Copy every line of the data below without changing anything.
--- begin DATA EXCERPTS ---
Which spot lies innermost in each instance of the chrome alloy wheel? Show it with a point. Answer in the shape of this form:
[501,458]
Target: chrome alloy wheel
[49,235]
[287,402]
--- end DATA EXCERPTS ---
» **COMPLETE RESPONSE**:
Which spot lies innermost in each instance of the chrome alloy wheel? Show it with a point. Answer in the shape of this form:
[501,458]
Target: chrome alloy wheel
[49,235]
[287,402]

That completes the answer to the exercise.